Source data
## BEGIN

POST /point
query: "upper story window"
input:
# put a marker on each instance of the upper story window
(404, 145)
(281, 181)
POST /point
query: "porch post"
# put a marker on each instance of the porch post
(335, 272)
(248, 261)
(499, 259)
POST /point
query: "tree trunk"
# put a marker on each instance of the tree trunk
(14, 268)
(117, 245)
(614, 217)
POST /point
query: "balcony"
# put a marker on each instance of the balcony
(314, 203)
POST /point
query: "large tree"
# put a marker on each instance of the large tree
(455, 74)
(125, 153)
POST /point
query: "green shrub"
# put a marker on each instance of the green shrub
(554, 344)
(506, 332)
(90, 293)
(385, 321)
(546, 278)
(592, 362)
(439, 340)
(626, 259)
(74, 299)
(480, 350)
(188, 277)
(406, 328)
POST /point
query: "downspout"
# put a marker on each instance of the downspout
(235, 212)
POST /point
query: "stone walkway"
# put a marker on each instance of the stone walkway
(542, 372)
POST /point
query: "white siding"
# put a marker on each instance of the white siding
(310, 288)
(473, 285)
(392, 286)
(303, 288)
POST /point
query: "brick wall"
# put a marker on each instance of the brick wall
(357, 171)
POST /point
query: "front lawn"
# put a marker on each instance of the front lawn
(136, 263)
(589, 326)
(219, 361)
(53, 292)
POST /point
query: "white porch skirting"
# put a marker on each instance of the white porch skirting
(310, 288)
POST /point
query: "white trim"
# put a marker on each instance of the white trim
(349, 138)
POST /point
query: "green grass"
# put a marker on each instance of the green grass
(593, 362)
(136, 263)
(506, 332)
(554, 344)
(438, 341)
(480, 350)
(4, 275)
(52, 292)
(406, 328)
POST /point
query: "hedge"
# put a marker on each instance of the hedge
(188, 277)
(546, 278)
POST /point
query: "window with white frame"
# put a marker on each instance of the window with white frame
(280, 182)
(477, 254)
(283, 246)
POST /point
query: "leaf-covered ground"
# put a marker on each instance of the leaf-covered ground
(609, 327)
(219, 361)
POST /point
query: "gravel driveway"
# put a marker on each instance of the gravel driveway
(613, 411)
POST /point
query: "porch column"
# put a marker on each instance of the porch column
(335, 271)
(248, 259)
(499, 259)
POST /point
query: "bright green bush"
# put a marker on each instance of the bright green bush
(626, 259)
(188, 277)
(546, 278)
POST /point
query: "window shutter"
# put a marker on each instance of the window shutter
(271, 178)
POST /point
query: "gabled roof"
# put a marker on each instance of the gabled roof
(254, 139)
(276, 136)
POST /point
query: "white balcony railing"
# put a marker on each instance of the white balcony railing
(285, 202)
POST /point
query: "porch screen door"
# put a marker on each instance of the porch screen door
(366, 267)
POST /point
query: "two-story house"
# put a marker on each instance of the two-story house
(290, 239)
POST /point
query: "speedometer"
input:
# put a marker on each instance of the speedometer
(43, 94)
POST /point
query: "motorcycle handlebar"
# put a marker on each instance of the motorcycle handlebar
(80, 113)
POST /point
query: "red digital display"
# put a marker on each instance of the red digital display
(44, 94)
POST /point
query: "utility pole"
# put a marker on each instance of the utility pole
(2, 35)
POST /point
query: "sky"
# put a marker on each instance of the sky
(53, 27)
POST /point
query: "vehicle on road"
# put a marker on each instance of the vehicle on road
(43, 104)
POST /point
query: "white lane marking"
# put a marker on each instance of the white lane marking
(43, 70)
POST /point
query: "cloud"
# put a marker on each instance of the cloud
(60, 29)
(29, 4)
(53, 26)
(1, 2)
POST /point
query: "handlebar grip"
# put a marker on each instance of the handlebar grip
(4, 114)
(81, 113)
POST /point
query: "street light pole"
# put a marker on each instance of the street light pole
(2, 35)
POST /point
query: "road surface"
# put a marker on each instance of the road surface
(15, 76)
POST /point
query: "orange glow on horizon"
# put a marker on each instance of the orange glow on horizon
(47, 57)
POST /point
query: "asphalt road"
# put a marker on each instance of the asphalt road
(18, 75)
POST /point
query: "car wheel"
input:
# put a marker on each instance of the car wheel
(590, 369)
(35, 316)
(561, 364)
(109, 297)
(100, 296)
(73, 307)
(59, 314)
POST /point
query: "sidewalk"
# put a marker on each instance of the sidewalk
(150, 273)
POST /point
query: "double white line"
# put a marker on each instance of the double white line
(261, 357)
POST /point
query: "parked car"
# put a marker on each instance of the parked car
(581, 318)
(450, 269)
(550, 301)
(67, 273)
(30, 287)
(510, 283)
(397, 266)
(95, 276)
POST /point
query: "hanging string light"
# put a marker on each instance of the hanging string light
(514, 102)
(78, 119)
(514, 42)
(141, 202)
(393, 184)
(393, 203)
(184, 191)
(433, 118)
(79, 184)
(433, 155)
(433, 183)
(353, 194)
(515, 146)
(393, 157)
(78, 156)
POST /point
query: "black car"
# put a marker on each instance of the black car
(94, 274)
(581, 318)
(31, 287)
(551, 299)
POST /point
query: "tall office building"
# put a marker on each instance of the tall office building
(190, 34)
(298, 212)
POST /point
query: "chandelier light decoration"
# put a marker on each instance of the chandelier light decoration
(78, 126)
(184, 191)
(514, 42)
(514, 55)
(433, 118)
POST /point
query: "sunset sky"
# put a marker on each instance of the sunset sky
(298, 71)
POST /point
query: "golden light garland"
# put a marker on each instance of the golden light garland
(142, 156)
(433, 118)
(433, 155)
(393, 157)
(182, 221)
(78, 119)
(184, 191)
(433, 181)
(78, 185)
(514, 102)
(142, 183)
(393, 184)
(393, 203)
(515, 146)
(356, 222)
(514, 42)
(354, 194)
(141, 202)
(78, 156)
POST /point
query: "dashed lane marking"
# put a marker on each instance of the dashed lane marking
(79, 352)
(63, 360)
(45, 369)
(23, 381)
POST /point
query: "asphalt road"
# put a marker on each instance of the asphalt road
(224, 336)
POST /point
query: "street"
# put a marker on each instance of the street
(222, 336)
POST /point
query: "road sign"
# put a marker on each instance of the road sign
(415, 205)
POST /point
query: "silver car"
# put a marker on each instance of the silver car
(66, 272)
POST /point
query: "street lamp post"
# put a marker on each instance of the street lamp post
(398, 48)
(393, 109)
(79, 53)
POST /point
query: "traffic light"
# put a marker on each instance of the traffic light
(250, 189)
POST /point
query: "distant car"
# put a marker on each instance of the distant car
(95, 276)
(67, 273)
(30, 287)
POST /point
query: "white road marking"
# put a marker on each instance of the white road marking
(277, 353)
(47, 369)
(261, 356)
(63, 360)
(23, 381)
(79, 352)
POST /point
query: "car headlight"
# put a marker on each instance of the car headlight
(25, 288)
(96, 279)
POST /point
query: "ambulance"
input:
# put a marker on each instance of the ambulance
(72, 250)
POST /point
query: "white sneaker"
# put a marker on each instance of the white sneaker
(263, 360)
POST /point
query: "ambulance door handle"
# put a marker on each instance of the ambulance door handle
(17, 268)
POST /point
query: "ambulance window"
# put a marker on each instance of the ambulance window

## END

_WHAT IS BEING ASKED_
Using the data above, return each line exactly as written.

_PROBLEM SOLUTION_
POST /point
query: "upper story window"
input:
# put a marker on each instance of the upper story window
(404, 145)
(281, 181)
POST /point
query: "porch post"
# put a marker on each instance of the porch post
(335, 272)
(248, 261)
(499, 259)
POST /point
query: "tree trunk"
# put a marker on each instance of the tree trunk
(14, 268)
(117, 245)
(614, 217)
POST /point
query: "balcony"
# put a marker on each instance of the balcony
(314, 203)
POST /point
query: "large tree"
# put a marker on each instance of the large tree
(455, 74)
(125, 153)
POST /point
query: "green shrub"
# put a marker on each instance of the green shrub
(554, 344)
(506, 332)
(90, 293)
(385, 321)
(546, 278)
(592, 362)
(439, 340)
(626, 259)
(74, 299)
(480, 350)
(188, 277)
(406, 328)
POST /point
query: "downspout"
# put a marker on each instance of the downspout
(235, 212)
POST /point
query: "stone walkway"
# put a marker on each instance of the stone walkway
(542, 372)
POST /point
query: "white siding"
# put a marker on each instance of the white siding
(310, 288)
(473, 285)
(392, 286)
(303, 288)
POST /point
query: "brick wall"
# put a marker on each instance of the brick wall
(357, 171)
POST /point
query: "front lawn"
# put a marker on each instance of the front lawn
(136, 263)
(589, 326)
(219, 361)
(53, 292)
POST /point
query: "white porch skirting"
# put a marker on each instance of the white porch skirting
(310, 288)
POST /point
query: "white trim"
# put a marker on each instance of the white trim
(349, 138)
POST /point
query: "green grass"
# put a marker on each instance of the green grass
(593, 362)
(136, 263)
(506, 332)
(554, 344)
(438, 341)
(480, 350)
(4, 275)
(52, 292)
(406, 328)
POST /point
query: "hedge"
# put a marker on each instance of the hedge
(188, 277)
(546, 278)
POST /point
query: "window with white frame"
# put a marker on each instance of the window with white frame
(280, 182)
(477, 254)
(283, 246)
POST /point
query: "leaf-covered ground"
# put a marker on each instance of the leaf-covered ground
(609, 327)
(219, 361)
POST /point
query: "gravel driveway"
# put a marker on each instance of the gravel driveway
(613, 411)
POST /point
query: "porch column"
# put a marker on each instance of the porch column
(335, 271)
(248, 259)
(499, 259)
POST /point
query: "bright green bush"
# put a marker on each instance of the bright green bush
(626, 259)
(188, 277)
(546, 278)
POST /point
query: "window shutter"
# put a marker on each instance of the window shutter
(271, 178)
POST /point
query: "gabled roof"
# put a marker on each instance of the gabled roof
(254, 139)
(276, 136)
POST /point
query: "white balcony railing"
# put a marker on each instance of the white balcony railing
(285, 202)
POST /point
query: "porch screen door"
# put a marker on each instance of the porch screen door
(366, 267)
POST /point
query: "two-story house"
# put a marker on each instance of the two-story house
(290, 239)
POST /point
query: "speedometer"
input:
# put a marker on each instance of the speedometer
(43, 94)
POST /point
query: "motorcycle handlebar"
# put a marker on each instance of the motorcycle handlebar
(80, 113)
POST /point
query: "red digital display"
# put a marker on each instance of the red digital display
(44, 94)
POST /point
query: "utility pole"
# put a marker on each instance of the utility pole
(2, 35)
POST /point
query: "sky"
# put a marker on each instance of the sky
(53, 27)
POST /point
query: "vehicle on road"
# put a marker on each instance of the vehicle on road
(43, 104)
POST /point
query: "white lane marking"
# put a marker on each instance of the white lane marking
(43, 70)
POST /point
query: "cloud"
# put a marker on each instance of the cloud
(60, 29)
(29, 4)
(53, 26)
(1, 2)
POST /point
query: "handlebar grip"
# put a marker on each instance of the handlebar grip
(4, 114)
(81, 113)
POST /point
query: "street light pole"
# put a marker on each instance of the street light pole
(2, 35)
POST /point
query: "road surface"
# put a marker on each instance of the road surface
(15, 76)
POST /point
query: "orange glow on horizon"
# put a marker on each instance of the orange glow on horizon
(47, 57)
POST /point
query: "asphalt road"
# put a marker on each instance of the asphalt road
(18, 75)
POST /point
query: "car wheel"
input:
# put a marker on each instance of the car wheel
(590, 369)
(35, 316)
(561, 364)
(109, 297)
(100, 296)
(73, 307)
(59, 314)
POST /point
query: "sidewalk"
# put a marker on each instance of the sidewalk
(150, 273)
POST /point
query: "double white line"
# put a marker on each instance of the double white line
(261, 357)
POST /point
query: "parked car"
# put a marker on each instance of the parked car
(581, 318)
(450, 269)
(550, 301)
(67, 273)
(30, 287)
(510, 283)
(397, 266)
(95, 276)
POST /point
query: "hanging string light"
# put a marker on each instance of the hanging string light
(514, 102)
(78, 119)
(514, 42)
(141, 202)
(393, 184)
(393, 203)
(184, 191)
(433, 118)
(79, 184)
(433, 155)
(433, 183)
(353, 194)
(515, 146)
(393, 157)
(78, 156)
POST /point
query: "black car"
# put a marker on each instance of the black car
(94, 274)
(581, 318)
(31, 287)
(551, 299)
POST /point
query: "tall office building"
# put a marker on each instance of the tall office building
(190, 34)
(298, 212)
POST /point
query: "chandelier light decoration"
# put a marker on each instance of the chandelier light decoration
(78, 126)
(184, 191)
(514, 42)
(514, 55)
(433, 118)
POST /point
query: "sunset sky"
# put a marker on each instance of the sunset sky
(298, 71)
POST /point
query: "golden light garland"
# put a marker on each instance of the golden light garland
(142, 156)
(433, 118)
(433, 155)
(393, 157)
(182, 221)
(78, 119)
(184, 191)
(433, 181)
(78, 185)
(514, 102)
(142, 183)
(393, 184)
(393, 203)
(515, 146)
(356, 222)
(514, 42)
(354, 194)
(141, 202)
(78, 156)
POST /point
query: "dashed lane marking"
# put a marker on each instance of the dashed lane marking
(79, 352)
(63, 360)
(45, 369)
(23, 381)
POST /point
query: "asphalt road"
# put a marker on each instance of the asphalt road
(224, 336)
POST /point
query: "street"
# put a marker on each instance of the street
(222, 336)
POST /point
query: "road sign"
# put a marker on each instance of the road sign
(415, 205)
POST /point
query: "silver car"
# put a marker on each instance of the silver car
(66, 272)
POST /point
query: "street lamp post"
# put a marker on each instance of the street lamp post
(398, 48)
(393, 109)
(79, 53)
POST /point
query: "traffic light"
# put a marker on each instance of the traffic light
(250, 189)
POST /point
query: "distant car"
# put a marker on each instance of the distant car
(95, 276)
(67, 273)
(30, 287)
POST /point
query: "white road marking"
# put a marker on each instance of the white road marking
(277, 353)
(47, 369)
(261, 356)
(63, 360)
(23, 381)
(79, 352)
POST /point
query: "car headlight"
# put a marker on each instance of the car headlight
(25, 288)
(96, 279)
POST /point
query: "ambulance"
input:
# put a marker on each instance of the ambulance
(72, 250)
POST /point
query: "white sneaker"
# put a marker on each instance of the white sneaker
(263, 360)
POST /point
query: "ambulance door handle"
# put a marker on each instance of the ambulance door handle
(17, 268)
POST /point
query: "ambulance window"
# put a marker on each instance of the ambulance window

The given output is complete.